▸ SHORT TASK 1
Retype the listing from its first line through the line containing "317 1 L 229", keeping both of those lines.

▸ TEXT
# Machine Learning with Python

The aim of this lab is to implement a complete ML project in python. We will go through the steps of data exploration, cleaning and transformation followed by model training and selection.

The lab consists of two parts. The first part is an interactive tutorial adapted from [Aurélien Géron's excellent ML book](https://github.com/ageron/handson-ml2) with some modifications to make it a classification tutorial instead of a regression one. We will learn to classify neighborhoods by median house value. The tutorial will contains conceptual questions as well as fill-in code that we'll give you a few minutes to write.

In the second part of this lab, we expect you to pick any dataset of your own choosing and go through the steps mentioned above. You should try at least 3 different classes of models, and one of them should be an `xgboost` classifier or regressor. We recommend that you pick a dataset from [Kaggle](https://www.kaggle.com/). We will be very flexible in grading this lab; we just need to see that you've taken the right steps. You should submit your notebook to gradescope. Submission instructions will be given on Piazza.

## Setup
Run the following code to install libraries and download required files.

In [None]:
import sys
assert sys.version_info >= (3, 8) # You might later get errors if you have a lower version.

# Install necessary libraries
!pip install sklearn matplotlib numpy pandas xgboost

# Do all necessary imports
import sklearn
import numpy as np
import pandas as pd
import os
%matplotlib inline
import matplotlib as mpl
import matplotlib.pyplot as plt
import xgboost
mpl.rc('axes', labelsize=14)
mpl.rc('xtick', labelsize=12)
mpl.rc('ytick', labelsize=12)

In [None]:
# Download necessary files
import tarfile
import urllib.request

def perform_downloads():
    # Download data file
    root_url = "https://raw.githubusercontent.com/ageron/handson-ml2/master/"
    housing_url = f"{root_url}datasets/housing/housing.tgz"
    tgz_path = "housing.tgz"
    urllib.request.urlretrieve(housing_url, tgz_path)

▸ SHORT TASK 2
Rewrite the lab page from "# Do all necessary" to "mpl.rc('axes', labelsize=14)", replacing "pandas" with "polars".

▸ SOURCE RECORDS
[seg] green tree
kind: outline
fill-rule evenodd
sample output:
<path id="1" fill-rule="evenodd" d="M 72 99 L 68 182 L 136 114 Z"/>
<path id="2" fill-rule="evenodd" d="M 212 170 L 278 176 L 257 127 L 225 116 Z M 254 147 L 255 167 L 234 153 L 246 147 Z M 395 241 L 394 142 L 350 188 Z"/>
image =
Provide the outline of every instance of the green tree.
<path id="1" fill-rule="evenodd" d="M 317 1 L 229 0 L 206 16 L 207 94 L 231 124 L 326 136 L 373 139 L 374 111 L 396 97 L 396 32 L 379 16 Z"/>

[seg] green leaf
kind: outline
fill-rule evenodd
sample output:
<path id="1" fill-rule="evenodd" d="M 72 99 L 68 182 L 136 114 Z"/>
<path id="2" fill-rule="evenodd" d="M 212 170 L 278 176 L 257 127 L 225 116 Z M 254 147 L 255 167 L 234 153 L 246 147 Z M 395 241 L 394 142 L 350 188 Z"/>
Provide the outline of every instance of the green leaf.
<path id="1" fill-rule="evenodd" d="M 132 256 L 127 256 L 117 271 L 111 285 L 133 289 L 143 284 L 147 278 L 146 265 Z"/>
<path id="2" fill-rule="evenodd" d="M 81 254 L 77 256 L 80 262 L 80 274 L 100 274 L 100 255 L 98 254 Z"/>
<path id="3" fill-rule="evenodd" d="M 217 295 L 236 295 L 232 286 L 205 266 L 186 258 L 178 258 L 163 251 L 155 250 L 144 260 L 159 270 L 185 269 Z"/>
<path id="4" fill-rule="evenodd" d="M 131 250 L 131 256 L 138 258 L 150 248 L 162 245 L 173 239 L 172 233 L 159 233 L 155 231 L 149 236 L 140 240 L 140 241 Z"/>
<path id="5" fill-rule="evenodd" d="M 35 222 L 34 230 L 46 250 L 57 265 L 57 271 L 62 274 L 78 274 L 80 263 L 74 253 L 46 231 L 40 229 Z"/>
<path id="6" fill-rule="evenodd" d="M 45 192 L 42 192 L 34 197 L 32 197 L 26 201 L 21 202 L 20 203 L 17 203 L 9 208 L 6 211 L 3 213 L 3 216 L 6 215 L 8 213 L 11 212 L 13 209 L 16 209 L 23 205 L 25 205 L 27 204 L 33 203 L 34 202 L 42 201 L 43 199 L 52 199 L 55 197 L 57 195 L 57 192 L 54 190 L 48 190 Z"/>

▸ TASK SOLUTION 1
[seg] green tree
kind: outline
fill-rule evenodd
sample output:
<path id="1" fill-rule="evenodd" d="M 72 99 L 68 182 L 136 114 Z"/>
<path id="2" fill-rule="evenodd" d="M 212 170 L 278 176 L 257 127 L 225 116 Z M 254 147 L 255 167 L 234 153 L 246 147 Z M 395 241 L 394 142 L 350 188 Z"/>
image =
Provide the outline of every instance of the green tree.
<path id="1" fill-rule="evenodd" d="M 317 1 L 229 0 L 206 16 L 207 94 L 231 124 L 326 136 L 373 139 L 374 111 L 396 97 L 396 32 L 379 16 Z"/>

▸ TASK SOLUTION 2
# Do all necessary imports
import sklearn
import numpy as np
import polars as pd
import os
%matplotlib inline
import matplotlib as mpl
import matplotlib.pyplot as plt
import xgboost
mpl.rc('axes', labelsize=14)